Exercise requirements -> Translate this sentence from the climate coverage discussion into Spanish: "All it takes is one sentence to say, as Al Roker said from the ground in New Orleans, this is an example of climate change."

## START Selected excerpt

SACHA PFEIFFER I can think of all the times as a reporter, I wanted to include more detail in my stories, but in radio you have only three minutes or 60 seconds. And if you're writing a newspaper story, you have only 800 words.
MARK HERTSGAARD Let's dispense with this idea that, oh, there's not time or room. I think it is a dodge. All it takes is one sentence to say, as Al Roker said from the ground in New Orleans, this is an example of climate change.
SACHA PFEIFFER If you believe that part of the problem is we don't have enough specialized newsrooms or reporters with individual expertise in climate science. We may never have that. The media's been decimated. Staffs are shorter, people are often more generalists. So what then? Does there just need to be template language so that if you're covering climate, you can at least have a standardized line that mentions climate change?

## END Selected excerpt
## START Raw data

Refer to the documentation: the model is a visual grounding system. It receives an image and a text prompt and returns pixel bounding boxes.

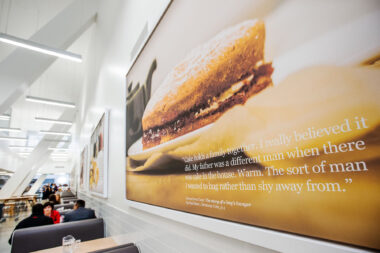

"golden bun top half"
[142,20,265,131]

## END Raw data

Solution to the problem -> Basta una sola frase para decir, como dijo Al Roker sobre el terreno en Nueva Orleans: esto es un ejemplo del cambio climático.